## EXERCISE DESCRIPTION
From the line with "If you could locate the turquoise" to the last line of the data below, repeat every line exactly and add nothing.

## RECORDS SHOWN
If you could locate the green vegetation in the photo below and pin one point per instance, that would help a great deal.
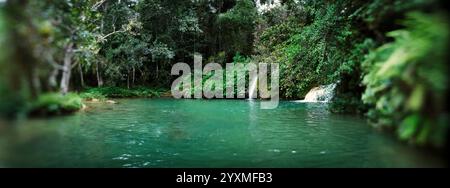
(103, 93)
(56, 104)
(388, 58)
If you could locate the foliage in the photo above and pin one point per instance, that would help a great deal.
(56, 104)
(406, 80)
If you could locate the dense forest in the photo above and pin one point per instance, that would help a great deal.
(387, 57)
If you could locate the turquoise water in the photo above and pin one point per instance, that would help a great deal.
(201, 133)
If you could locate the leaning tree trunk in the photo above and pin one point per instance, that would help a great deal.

## RESULT
If you could locate the turquoise water in the photo above and pin one point per instance, that would help a great deal.
(201, 133)
If you could locate the leaning tree trunk in the photo above and pin one point per instance, that would help a great deal.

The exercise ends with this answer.